▸ Provided information:
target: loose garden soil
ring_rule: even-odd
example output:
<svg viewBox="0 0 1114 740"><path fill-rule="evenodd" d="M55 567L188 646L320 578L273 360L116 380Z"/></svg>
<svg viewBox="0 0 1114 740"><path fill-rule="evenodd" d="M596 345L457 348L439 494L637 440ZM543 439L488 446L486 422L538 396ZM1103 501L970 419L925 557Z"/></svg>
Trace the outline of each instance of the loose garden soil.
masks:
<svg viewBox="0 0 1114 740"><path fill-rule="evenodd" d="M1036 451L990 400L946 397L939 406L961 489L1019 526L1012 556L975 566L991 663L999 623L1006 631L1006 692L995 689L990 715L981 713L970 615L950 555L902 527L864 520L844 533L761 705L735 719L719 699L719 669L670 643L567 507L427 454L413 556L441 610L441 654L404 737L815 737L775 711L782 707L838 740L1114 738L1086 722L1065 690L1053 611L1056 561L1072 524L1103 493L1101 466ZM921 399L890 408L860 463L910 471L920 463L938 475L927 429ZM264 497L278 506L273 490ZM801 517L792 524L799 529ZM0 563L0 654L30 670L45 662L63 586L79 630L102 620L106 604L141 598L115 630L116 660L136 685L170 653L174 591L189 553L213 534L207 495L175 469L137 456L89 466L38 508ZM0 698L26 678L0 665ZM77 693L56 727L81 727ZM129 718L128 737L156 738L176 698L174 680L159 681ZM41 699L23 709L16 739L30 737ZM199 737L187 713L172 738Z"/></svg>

▸ Problem requirements:
Format every line of the records above as a numbered list, leaving out any blank lines.

▸ Full answer:
1. target: loose garden soil
2. ring_rule: even-odd
3. example output:
4. <svg viewBox="0 0 1114 740"><path fill-rule="evenodd" d="M55 567L188 646L320 578L273 360L116 380Z"/></svg>
5. <svg viewBox="0 0 1114 740"><path fill-rule="evenodd" d="M596 345L457 348L439 494L637 440ZM543 439L488 446L486 422L538 396ZM1103 501L970 419L925 557Z"/></svg>
6. Trace the outline of each instance of the loose garden soil.
7. masks:
8. <svg viewBox="0 0 1114 740"><path fill-rule="evenodd" d="M1036 451L990 400L946 397L939 406L961 489L1019 526L1012 556L975 566L991 663L999 623L1006 631L1006 692L995 689L990 715L981 713L970 615L950 555L902 527L864 520L844 533L761 705L735 719L719 699L719 669L670 643L567 507L427 454L413 556L441 610L441 654L404 737L815 737L775 711L782 707L838 740L1114 738L1086 722L1065 690L1053 611L1056 561L1072 524L1103 493L1101 466ZM921 399L890 408L860 463L910 471L920 463L938 475L927 429ZM264 497L278 506L273 490ZM801 517L792 524L799 529ZM0 563L0 654L30 670L45 662L63 586L79 630L102 620L106 604L141 598L115 630L116 660L136 685L170 653L174 591L189 553L213 534L207 495L175 469L137 456L89 466L38 508ZM0 698L26 678L0 665ZM77 693L56 727L81 727ZM129 718L128 737L156 738L176 698L174 680L159 681ZM41 699L23 709L16 739L30 737ZM199 737L187 713L172 738Z"/></svg>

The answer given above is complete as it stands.